▸ SHORT PROBLEM: Copy the lines below verbatim, beginning with the line that includes "of the wooden" and continuing to the end; leave out everything before it.

▸ RECORDS FOR THE EXERCISE:
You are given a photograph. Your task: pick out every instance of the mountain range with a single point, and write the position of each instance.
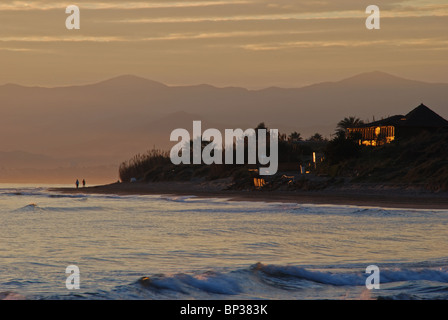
(105, 123)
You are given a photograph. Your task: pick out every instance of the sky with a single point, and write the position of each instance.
(248, 43)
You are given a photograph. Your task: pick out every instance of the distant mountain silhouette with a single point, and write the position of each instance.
(110, 121)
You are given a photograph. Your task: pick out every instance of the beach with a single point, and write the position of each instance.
(368, 195)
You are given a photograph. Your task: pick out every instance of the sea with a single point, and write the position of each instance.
(168, 247)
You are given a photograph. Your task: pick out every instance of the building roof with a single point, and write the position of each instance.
(421, 116)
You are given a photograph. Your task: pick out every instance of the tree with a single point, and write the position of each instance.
(295, 137)
(317, 137)
(348, 122)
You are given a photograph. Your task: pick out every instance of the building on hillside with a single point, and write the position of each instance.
(387, 130)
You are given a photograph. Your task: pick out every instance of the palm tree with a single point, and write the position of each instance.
(317, 137)
(350, 122)
(295, 137)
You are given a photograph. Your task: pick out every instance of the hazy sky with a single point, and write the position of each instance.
(251, 43)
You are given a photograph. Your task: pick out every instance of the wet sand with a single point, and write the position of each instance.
(359, 195)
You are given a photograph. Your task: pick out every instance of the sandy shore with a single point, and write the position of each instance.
(360, 195)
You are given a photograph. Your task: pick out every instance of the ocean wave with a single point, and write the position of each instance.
(32, 207)
(353, 278)
(265, 278)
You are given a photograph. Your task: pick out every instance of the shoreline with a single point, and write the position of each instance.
(364, 196)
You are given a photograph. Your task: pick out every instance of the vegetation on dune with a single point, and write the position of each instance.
(420, 161)
(156, 165)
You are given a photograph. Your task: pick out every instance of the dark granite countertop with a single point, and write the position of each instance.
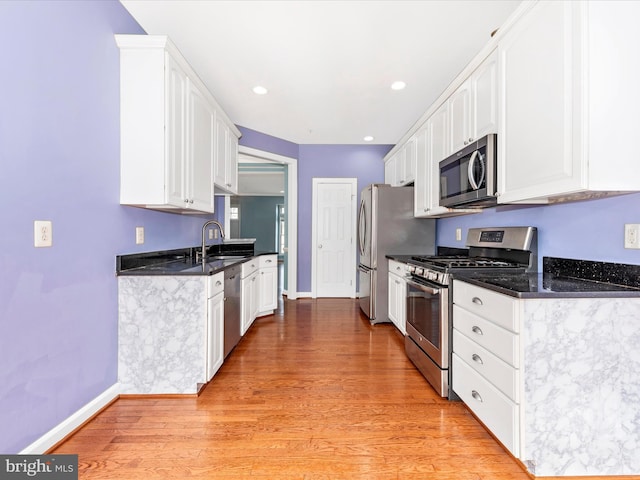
(561, 278)
(564, 278)
(182, 261)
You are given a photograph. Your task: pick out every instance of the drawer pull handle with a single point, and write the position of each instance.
(477, 330)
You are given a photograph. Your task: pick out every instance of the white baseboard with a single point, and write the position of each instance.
(66, 427)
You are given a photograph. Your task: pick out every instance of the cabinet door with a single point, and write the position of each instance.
(397, 305)
(268, 288)
(390, 170)
(231, 170)
(538, 155)
(201, 153)
(175, 130)
(421, 187)
(245, 309)
(221, 152)
(437, 150)
(409, 161)
(460, 117)
(215, 335)
(255, 296)
(484, 99)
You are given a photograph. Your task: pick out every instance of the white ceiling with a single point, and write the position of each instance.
(328, 65)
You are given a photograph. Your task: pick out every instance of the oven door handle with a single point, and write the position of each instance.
(426, 288)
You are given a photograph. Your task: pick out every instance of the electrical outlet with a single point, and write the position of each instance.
(632, 235)
(42, 233)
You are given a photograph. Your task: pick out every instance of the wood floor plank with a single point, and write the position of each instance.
(313, 392)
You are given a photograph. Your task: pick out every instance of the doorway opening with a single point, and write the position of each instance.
(263, 167)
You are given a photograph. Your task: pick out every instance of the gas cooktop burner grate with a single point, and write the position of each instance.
(463, 262)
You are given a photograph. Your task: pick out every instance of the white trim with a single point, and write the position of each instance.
(66, 427)
(227, 213)
(292, 213)
(314, 220)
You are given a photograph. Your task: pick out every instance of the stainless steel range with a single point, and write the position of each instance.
(428, 340)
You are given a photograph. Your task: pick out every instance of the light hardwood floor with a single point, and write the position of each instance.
(313, 392)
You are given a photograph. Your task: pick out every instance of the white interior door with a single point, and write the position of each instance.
(334, 243)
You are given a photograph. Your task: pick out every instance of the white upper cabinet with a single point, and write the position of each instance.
(568, 102)
(484, 99)
(226, 164)
(200, 151)
(421, 189)
(399, 170)
(460, 119)
(168, 129)
(433, 145)
(473, 106)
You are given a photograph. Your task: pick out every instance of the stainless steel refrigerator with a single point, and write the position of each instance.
(386, 225)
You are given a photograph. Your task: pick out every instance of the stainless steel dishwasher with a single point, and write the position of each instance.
(231, 308)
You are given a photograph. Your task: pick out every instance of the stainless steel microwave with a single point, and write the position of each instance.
(468, 177)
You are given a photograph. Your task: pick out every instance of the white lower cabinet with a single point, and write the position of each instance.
(215, 325)
(534, 371)
(397, 292)
(492, 407)
(249, 294)
(486, 359)
(267, 284)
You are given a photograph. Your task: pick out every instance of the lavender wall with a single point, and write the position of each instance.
(591, 230)
(262, 141)
(59, 152)
(363, 162)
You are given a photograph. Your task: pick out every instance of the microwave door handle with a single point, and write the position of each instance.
(474, 157)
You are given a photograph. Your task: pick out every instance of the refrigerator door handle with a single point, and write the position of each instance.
(362, 227)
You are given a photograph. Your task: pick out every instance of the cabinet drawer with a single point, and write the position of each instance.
(499, 373)
(249, 267)
(267, 261)
(216, 285)
(397, 268)
(494, 409)
(496, 307)
(499, 341)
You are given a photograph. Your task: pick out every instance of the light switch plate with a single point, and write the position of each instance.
(632, 235)
(42, 233)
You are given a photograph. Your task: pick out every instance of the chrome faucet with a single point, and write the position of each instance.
(203, 252)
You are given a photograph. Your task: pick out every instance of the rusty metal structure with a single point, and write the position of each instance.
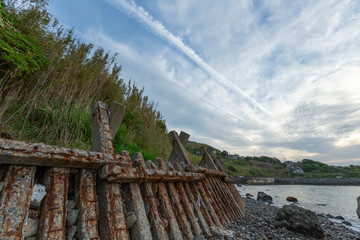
(165, 200)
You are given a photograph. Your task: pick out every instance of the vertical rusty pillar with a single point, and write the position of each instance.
(216, 201)
(177, 207)
(53, 212)
(194, 211)
(167, 211)
(157, 227)
(227, 199)
(112, 223)
(15, 200)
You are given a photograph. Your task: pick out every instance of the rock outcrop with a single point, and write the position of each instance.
(300, 220)
(263, 197)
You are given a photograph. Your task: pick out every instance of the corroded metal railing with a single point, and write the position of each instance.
(112, 195)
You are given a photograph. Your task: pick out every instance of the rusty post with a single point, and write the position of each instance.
(15, 200)
(157, 226)
(177, 207)
(183, 137)
(53, 211)
(167, 211)
(112, 220)
(193, 210)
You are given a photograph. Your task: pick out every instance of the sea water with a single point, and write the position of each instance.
(334, 200)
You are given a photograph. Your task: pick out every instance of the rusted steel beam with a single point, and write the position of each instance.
(195, 215)
(88, 206)
(157, 226)
(183, 137)
(15, 200)
(200, 203)
(53, 212)
(167, 211)
(221, 212)
(210, 172)
(112, 220)
(117, 113)
(227, 196)
(226, 201)
(179, 148)
(16, 152)
(177, 206)
(134, 203)
(206, 160)
(118, 174)
(217, 201)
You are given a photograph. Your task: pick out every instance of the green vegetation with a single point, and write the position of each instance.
(263, 166)
(48, 79)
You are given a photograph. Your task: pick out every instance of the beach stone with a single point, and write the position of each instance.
(72, 215)
(71, 232)
(38, 194)
(130, 219)
(300, 220)
(263, 197)
(70, 204)
(248, 195)
(291, 199)
(358, 209)
(31, 227)
(347, 223)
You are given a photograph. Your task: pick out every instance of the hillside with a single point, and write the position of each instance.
(263, 166)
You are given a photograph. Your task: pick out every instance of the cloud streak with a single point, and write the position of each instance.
(154, 26)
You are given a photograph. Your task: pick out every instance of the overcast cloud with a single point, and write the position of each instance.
(276, 78)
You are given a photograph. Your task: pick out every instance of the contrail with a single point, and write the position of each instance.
(157, 28)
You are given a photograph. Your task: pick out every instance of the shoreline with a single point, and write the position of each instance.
(259, 223)
(297, 181)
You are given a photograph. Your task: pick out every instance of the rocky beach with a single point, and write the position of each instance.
(262, 222)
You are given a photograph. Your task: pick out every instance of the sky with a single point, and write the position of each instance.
(274, 78)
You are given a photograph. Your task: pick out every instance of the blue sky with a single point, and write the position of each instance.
(275, 78)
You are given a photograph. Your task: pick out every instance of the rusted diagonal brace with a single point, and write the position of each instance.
(118, 174)
(15, 200)
(193, 210)
(177, 207)
(16, 152)
(112, 223)
(157, 226)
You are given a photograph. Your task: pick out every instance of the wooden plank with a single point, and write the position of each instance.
(176, 203)
(53, 211)
(15, 201)
(21, 153)
(112, 221)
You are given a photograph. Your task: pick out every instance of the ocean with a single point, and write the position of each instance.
(334, 200)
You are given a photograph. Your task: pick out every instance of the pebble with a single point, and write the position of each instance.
(130, 219)
(31, 227)
(38, 194)
(259, 223)
(72, 215)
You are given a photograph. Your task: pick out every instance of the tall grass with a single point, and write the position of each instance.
(51, 103)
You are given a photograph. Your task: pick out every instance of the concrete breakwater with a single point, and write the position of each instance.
(297, 181)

▸ WRITTEN RESPONSE:
You are given a photograph. Your task: pick out every instance of the wooden plank with a single point, and write the position of each instance.
(176, 203)
(53, 211)
(15, 201)
(21, 153)
(112, 221)
You are given a photograph. Your task: pick out every instance of the ocean with a single point, and write the position of each instance.
(334, 200)
You are given a photograph. Your task: pick out every instance of the pebble with a single point, and write the position of each instance.
(130, 219)
(31, 227)
(38, 194)
(259, 223)
(72, 215)
You are given a photograph. Your task: pick out every instance of the tall grass with a single point, and write the position of each instance.
(51, 103)
You are given a photograph. Your task: pick out every instance of the concrete breakwater with a single point, and write the position of each instance.
(297, 181)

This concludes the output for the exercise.